WRITTEN REQUEST: Locate every line in the rows below that contains the string "cushion" and copy each of those lines.

[DATASET start]

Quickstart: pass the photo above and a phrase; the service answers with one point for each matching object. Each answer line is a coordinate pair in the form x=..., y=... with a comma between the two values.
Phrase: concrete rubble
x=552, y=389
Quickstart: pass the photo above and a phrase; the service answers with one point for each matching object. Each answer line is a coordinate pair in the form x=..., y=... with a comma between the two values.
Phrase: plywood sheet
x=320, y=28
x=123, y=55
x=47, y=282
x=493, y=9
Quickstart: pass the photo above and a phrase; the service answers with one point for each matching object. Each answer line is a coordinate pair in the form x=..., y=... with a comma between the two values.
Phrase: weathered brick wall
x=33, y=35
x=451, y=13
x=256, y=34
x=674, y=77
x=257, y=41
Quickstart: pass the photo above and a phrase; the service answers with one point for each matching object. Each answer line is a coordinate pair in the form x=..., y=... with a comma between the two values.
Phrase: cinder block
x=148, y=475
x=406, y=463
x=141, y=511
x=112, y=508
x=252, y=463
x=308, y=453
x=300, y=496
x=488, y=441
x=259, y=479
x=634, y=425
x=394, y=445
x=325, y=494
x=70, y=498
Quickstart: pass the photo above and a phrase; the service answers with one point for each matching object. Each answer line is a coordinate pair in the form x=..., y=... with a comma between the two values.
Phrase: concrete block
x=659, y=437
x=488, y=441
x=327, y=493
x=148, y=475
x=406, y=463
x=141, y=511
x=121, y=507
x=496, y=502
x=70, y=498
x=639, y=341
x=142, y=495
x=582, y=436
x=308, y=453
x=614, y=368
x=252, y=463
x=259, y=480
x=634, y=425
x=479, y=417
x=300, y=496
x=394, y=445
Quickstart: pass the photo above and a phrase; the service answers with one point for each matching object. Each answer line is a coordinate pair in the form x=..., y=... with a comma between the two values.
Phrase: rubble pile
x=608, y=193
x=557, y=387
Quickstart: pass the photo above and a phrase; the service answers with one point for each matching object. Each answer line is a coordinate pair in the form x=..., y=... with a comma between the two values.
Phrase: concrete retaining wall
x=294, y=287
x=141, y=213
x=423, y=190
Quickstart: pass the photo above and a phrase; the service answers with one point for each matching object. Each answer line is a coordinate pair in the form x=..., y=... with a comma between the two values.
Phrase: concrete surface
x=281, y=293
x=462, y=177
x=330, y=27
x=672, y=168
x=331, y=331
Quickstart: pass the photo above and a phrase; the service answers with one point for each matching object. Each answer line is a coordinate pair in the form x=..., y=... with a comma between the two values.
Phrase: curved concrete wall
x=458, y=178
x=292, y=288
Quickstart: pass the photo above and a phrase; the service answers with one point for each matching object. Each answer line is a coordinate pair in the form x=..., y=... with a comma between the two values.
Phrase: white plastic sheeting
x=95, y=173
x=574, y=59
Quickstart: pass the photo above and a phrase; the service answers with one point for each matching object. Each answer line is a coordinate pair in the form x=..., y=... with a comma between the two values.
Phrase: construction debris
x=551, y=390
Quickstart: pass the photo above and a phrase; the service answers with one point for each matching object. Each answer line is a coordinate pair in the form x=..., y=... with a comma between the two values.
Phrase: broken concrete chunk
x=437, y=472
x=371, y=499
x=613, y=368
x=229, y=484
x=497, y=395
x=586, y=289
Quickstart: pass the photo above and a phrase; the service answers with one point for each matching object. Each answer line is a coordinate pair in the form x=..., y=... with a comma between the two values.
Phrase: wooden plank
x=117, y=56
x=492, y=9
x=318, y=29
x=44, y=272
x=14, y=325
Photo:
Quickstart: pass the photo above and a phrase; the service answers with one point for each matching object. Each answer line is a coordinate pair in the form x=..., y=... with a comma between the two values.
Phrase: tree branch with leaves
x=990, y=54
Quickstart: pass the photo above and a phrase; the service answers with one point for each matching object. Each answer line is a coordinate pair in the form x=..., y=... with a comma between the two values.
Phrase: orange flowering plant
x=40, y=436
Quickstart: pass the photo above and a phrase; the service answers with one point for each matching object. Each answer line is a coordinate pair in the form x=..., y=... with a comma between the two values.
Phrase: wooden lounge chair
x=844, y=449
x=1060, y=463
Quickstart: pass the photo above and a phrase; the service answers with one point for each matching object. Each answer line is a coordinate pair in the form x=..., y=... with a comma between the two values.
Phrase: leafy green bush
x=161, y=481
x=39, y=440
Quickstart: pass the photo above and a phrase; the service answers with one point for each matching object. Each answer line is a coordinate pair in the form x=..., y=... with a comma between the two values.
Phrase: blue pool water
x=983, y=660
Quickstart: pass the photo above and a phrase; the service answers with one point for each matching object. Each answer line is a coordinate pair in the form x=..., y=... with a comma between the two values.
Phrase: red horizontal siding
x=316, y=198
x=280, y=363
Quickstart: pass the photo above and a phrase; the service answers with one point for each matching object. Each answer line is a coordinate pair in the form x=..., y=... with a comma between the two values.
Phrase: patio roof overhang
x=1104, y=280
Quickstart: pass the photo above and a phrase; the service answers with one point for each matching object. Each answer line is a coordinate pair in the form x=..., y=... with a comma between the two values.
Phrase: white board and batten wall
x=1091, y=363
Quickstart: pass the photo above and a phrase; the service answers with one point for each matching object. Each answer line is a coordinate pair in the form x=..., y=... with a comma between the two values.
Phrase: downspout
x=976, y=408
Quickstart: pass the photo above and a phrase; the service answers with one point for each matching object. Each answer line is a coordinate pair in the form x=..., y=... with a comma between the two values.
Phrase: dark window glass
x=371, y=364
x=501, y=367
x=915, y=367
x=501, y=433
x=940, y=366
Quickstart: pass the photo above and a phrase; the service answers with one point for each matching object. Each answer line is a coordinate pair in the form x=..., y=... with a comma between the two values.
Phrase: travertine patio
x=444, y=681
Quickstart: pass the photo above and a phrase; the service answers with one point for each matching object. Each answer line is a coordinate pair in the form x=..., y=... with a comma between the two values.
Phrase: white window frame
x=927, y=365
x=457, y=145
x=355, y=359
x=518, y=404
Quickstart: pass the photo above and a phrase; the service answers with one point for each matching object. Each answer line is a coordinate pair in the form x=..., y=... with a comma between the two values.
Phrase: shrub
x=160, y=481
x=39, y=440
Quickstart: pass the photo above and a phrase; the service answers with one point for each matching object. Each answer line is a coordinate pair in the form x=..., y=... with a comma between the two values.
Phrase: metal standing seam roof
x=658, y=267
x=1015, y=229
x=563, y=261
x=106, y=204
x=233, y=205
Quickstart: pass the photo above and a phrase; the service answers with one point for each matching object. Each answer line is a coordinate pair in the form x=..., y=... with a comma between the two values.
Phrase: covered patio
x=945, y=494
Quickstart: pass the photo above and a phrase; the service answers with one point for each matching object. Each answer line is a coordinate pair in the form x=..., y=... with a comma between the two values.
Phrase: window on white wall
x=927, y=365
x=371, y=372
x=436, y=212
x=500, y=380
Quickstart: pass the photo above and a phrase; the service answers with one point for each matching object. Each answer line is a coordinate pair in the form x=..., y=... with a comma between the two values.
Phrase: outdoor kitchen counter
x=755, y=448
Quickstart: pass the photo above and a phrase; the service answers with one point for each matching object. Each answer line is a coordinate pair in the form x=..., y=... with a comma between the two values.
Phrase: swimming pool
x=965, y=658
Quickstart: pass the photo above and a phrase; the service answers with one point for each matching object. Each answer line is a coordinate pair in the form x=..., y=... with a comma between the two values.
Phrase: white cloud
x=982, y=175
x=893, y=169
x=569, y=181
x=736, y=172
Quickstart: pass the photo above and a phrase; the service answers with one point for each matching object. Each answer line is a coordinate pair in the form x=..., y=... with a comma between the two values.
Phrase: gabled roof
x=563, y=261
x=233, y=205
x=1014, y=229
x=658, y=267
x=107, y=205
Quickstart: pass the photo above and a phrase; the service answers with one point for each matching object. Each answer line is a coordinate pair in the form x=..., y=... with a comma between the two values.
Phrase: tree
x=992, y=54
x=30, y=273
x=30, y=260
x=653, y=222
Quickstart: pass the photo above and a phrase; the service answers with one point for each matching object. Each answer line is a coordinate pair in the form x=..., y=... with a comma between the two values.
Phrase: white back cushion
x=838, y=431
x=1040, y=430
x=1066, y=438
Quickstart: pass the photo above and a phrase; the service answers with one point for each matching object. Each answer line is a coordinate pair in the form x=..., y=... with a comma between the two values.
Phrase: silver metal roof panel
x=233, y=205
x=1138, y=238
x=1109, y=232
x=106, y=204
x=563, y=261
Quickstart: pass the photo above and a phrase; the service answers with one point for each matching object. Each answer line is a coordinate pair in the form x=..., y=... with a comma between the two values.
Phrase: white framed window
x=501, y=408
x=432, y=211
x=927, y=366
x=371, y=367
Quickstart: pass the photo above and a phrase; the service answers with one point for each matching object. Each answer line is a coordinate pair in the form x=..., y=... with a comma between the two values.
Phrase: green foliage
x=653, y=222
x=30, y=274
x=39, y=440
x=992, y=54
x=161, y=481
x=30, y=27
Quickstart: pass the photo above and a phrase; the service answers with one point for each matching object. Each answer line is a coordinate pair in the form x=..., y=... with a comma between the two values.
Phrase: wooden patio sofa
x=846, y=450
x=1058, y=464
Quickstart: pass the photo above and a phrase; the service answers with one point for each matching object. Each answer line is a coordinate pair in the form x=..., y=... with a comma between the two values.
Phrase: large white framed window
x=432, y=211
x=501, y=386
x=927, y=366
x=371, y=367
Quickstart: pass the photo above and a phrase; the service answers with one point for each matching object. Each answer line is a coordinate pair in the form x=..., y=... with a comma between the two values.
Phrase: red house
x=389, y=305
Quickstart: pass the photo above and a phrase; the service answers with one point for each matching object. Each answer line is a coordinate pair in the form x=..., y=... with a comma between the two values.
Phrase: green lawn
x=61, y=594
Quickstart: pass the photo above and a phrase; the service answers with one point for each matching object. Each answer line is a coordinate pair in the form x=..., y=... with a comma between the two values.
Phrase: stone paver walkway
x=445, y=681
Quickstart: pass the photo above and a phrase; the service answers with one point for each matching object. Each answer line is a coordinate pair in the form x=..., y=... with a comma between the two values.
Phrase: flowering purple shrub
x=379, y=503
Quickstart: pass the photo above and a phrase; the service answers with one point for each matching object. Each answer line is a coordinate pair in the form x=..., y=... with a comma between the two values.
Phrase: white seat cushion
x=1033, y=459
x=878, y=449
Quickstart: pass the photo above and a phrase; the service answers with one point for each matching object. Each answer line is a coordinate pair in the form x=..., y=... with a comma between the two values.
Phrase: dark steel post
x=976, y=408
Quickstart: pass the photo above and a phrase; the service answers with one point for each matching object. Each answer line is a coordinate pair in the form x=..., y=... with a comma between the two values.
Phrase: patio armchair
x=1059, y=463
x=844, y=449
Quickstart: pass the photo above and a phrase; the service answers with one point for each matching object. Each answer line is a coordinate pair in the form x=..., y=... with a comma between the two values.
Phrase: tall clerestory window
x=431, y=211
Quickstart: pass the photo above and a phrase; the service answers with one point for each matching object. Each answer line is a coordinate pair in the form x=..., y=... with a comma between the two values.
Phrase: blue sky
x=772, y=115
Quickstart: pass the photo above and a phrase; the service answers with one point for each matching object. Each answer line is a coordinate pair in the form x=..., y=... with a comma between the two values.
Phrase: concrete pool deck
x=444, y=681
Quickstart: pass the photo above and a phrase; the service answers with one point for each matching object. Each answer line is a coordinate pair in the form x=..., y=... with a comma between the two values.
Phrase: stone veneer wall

[DATASET end]

CORRECT OUTPUT:
Phrase: white back cushion
Phrase: white seat cushion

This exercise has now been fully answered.